> _Selected extract_:
# Compute NLTK and Transformers sentiment scores on labelled dataset

### References
- Transformers: https://huggingface.co/transformers/quicktour.html

### Datasets
- UCI: https://archive.ics.uci.edu/ml/datasets/Sentiment+Labelled+Sentences

### Notes
- Transformers gives an error with texts such as ` The structure of this film is easily the most tightly constructed in the history of cinema.  \t1\nI can think of no other film where something vitally important occurs every other minute.  \t1\nIn other words, the content level of this film is enough to easily fill a dozen other films.  \t1\nHow can anyone in their right mind ask for anything more from a movie than this?  \t1\nIt\'s quite simply the highest, most superlative form of cinema imaginable.  \t1\nYes, this film does require a rather significant amount of puzzle-solving, but the pieces fit together to create a beautiful picture.  \t1\nThis short film certainly pulls no punches.  \t0\nGraphics is far from the best part of the game.  \t0\nThis is the number one best TH game in the series.  \t1\nIt deserves strong love.  \t1\nIt is an insane game.  \t1\nThere are massive levels, massive unlockable characters... it\'s just `
- Ignore for the comparision for the moment



In [1]:
import pandas as pd

### Read data

In [2]:
# Read datasets
amazon = pd.read_csv('../data/raw/uci-sentiment/amazon_cells_labelled.txt', sep='\t', names=['Text', 'GT'])
imdb = pd.read_csv('../data/raw/uci-sentiment/imdb_labelled.txt', sep='\t', names=['Text', 'GT'])
yelp = pd.read_csv('../data/raw/uci-sentiment/yelp_labelled.txt', sep='\t', names=['Text', 'GT'])
df = pd.concat([amazon, imdb, yelp])
display(df.shape)
df.head(3)

(2748, 2)

Unnamed: 0,Text,GT
0,So there is no way for me to plug it in here i...,0
1,"Good case, Excellent value.",1
2,Great for the jawbone.,1


### NLTK sentiment analysis

In [3]:
%%time
from nltk.sentiment import SentimentIntensityAnalyzer
import nltk
nltk.download('vader_lexicon')

CPU times: user 725 ms, sys: 62.9 ms, total: 788 ms
Wall time: 793 ms


[nltk_data] Downloading package vader_lexicon to
[nltk_data]     /home/srimal/nltk_data...
[nltk_data]   Package vader_lexicon is already up-to-date!


True

In [4]:
%time

sia = SentimentIntensityAnalyzer()

display(sia.polarity_scores("Wow, NLTK is really powerful!"))
display(sia.polarity_scores("absolutely really bad"))

> _Work to be completed_:
Write out the sentiment-scoring notebook word for word, from "[nltk_data] Downloading package" to "sia = SentimentIntensityAnalyzer()".

> _Data supplied_:

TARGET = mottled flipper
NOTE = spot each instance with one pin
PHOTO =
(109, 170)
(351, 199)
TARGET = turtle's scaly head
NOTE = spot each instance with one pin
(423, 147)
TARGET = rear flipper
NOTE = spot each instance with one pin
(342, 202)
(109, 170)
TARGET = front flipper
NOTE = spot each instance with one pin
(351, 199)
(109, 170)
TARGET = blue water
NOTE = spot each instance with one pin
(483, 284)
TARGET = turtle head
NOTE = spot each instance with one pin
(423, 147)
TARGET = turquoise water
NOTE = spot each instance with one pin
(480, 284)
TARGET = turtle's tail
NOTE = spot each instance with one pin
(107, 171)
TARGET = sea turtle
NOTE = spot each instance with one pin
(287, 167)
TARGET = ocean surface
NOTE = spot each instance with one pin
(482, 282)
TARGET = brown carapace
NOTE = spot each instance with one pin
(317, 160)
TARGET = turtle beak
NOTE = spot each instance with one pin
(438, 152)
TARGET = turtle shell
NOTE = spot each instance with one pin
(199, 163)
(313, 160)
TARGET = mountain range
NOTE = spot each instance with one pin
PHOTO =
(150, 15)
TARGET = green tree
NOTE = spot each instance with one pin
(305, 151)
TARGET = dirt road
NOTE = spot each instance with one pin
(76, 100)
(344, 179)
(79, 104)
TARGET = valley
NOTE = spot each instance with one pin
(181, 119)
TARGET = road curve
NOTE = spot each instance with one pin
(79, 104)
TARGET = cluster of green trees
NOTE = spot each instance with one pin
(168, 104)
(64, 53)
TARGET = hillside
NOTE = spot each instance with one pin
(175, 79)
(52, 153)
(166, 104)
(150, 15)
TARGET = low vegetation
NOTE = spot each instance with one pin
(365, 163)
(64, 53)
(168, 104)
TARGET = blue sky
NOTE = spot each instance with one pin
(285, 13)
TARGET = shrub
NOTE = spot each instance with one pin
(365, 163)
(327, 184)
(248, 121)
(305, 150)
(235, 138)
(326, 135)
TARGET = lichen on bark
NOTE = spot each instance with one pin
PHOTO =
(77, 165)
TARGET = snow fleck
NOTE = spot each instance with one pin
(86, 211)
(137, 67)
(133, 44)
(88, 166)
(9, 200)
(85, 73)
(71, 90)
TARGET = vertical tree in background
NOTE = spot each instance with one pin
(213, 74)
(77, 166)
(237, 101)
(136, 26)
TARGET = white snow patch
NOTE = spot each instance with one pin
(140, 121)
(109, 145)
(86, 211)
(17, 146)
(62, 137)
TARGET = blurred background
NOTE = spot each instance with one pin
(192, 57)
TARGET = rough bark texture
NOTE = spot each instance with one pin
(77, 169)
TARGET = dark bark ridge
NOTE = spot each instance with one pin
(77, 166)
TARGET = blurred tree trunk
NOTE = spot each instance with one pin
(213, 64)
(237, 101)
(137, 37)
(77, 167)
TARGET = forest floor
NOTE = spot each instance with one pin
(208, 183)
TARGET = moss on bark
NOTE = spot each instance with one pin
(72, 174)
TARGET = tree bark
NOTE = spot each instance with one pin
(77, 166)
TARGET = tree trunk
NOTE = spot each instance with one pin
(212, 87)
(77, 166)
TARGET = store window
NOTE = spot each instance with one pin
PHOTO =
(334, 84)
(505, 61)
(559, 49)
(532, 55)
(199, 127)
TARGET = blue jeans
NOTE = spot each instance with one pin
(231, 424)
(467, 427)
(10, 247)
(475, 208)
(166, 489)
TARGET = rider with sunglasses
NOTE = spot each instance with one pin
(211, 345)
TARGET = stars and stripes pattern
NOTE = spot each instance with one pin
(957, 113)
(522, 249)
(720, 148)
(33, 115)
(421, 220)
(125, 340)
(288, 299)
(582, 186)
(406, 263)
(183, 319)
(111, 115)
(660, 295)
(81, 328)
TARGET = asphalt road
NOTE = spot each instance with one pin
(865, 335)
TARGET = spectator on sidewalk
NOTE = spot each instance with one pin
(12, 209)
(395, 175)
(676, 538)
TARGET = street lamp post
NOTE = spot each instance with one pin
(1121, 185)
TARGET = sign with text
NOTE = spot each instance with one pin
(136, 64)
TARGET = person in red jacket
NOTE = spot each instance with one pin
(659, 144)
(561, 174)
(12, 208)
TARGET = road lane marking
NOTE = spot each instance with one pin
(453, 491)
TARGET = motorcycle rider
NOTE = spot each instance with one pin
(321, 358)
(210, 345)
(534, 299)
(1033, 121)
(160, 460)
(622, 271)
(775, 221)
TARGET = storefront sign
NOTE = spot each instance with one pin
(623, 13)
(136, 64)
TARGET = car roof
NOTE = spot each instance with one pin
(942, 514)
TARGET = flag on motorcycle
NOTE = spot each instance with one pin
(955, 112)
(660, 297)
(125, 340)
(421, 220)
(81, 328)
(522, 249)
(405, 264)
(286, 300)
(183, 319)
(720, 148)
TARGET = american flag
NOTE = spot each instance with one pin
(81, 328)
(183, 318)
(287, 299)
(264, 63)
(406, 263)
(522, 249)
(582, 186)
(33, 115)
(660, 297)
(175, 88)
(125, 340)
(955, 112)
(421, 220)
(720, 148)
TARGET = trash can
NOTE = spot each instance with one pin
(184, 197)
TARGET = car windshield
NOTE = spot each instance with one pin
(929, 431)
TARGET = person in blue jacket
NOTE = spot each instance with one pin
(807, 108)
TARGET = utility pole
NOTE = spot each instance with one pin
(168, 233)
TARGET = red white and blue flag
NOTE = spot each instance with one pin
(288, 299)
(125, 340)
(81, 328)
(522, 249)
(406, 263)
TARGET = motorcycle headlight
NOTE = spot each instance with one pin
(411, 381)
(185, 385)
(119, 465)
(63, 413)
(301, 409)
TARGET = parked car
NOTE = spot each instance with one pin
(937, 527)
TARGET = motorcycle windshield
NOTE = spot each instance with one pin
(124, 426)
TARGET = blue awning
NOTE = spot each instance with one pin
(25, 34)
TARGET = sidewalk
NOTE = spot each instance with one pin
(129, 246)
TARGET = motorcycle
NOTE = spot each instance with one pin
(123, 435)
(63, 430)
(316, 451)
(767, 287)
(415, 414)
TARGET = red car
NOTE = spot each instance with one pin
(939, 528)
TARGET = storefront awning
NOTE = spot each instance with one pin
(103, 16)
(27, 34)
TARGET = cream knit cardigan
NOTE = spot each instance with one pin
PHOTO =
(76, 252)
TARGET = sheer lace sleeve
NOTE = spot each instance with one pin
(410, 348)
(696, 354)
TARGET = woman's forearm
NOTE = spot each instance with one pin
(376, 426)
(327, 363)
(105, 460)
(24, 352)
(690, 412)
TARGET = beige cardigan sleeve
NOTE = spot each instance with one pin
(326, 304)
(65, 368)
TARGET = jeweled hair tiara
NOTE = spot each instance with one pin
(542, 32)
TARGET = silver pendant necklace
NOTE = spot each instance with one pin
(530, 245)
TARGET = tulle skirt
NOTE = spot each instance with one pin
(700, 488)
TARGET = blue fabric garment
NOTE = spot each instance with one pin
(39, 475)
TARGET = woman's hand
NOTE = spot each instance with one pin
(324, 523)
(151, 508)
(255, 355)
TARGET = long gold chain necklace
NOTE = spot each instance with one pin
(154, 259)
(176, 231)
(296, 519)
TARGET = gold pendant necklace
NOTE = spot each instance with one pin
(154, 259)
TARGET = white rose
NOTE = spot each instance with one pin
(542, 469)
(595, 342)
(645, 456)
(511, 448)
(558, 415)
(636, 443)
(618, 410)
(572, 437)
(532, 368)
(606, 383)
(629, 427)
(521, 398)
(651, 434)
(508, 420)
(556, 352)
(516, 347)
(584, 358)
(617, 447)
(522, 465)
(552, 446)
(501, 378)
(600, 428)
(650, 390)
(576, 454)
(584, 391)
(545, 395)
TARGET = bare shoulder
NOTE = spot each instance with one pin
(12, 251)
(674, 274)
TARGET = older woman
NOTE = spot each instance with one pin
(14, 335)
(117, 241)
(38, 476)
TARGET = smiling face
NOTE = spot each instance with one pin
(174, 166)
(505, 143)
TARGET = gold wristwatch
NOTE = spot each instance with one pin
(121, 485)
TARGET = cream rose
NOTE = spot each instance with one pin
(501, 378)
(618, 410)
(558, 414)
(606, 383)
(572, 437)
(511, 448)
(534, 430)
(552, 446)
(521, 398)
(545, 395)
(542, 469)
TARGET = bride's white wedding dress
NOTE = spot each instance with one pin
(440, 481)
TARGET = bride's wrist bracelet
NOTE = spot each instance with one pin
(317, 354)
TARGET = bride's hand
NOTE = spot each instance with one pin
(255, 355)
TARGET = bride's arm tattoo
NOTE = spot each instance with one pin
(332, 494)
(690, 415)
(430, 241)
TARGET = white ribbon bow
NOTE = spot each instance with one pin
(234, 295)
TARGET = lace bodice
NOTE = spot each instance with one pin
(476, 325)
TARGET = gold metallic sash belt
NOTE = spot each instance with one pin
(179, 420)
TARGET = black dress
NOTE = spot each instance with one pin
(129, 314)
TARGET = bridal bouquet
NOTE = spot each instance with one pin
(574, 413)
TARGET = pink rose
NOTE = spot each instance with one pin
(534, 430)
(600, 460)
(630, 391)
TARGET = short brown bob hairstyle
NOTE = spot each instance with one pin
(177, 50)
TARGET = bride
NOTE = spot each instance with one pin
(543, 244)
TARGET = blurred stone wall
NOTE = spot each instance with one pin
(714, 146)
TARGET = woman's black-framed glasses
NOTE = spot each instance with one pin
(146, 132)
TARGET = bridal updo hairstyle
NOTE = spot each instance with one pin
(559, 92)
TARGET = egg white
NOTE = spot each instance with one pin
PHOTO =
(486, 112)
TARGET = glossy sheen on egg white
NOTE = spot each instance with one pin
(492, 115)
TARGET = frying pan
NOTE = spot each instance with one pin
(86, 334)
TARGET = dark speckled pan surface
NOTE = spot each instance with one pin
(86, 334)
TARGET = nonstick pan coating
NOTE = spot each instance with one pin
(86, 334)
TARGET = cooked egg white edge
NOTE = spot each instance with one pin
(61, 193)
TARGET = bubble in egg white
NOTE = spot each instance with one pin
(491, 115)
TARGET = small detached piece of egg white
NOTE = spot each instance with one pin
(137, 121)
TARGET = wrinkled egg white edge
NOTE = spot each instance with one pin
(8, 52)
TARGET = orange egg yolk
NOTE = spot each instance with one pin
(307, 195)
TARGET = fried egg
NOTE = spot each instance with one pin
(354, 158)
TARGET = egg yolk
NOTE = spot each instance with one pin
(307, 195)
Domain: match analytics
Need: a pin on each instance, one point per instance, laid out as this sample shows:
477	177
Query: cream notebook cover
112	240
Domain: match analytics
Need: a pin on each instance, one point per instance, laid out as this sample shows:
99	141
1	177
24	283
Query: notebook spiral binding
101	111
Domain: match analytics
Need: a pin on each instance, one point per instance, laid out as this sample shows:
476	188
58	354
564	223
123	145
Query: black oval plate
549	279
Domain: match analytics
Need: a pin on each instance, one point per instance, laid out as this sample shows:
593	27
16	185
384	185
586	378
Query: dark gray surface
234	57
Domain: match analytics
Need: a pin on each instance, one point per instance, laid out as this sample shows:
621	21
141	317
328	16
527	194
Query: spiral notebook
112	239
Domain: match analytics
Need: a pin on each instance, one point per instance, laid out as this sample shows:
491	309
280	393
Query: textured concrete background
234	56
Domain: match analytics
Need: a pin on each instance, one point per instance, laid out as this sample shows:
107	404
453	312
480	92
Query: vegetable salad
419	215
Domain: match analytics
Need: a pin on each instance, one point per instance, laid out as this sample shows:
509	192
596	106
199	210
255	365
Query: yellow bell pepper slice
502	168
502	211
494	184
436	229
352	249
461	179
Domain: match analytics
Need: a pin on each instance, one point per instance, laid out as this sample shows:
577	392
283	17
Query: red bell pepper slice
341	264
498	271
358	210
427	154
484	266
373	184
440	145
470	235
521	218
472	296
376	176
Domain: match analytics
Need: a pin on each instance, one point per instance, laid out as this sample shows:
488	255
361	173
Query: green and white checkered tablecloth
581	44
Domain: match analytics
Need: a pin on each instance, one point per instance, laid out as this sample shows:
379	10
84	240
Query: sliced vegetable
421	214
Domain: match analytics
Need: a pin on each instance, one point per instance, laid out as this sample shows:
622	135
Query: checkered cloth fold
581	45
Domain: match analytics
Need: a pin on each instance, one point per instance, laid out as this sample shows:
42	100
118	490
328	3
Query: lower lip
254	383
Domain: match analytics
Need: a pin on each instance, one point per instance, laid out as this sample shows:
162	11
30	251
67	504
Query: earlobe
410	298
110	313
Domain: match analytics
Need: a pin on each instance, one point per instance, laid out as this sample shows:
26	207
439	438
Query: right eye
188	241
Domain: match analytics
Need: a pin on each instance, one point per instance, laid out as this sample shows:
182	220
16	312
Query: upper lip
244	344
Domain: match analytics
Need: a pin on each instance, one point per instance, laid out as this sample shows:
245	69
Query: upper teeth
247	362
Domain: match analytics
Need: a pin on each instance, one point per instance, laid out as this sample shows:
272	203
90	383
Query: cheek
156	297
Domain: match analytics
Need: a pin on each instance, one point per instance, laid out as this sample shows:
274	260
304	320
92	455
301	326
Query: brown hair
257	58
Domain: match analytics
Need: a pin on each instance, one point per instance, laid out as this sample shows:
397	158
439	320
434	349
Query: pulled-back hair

> _Exercise output_:
[nltk_data] Downloading package vader_lexicon to
[nltk_data]     /home/srimal/nltk_data...
[nltk_data]   Package vader_lexicon is already up-to-date!


True

In [4]:
%time

sia = SentimentIntensityAnalyzer()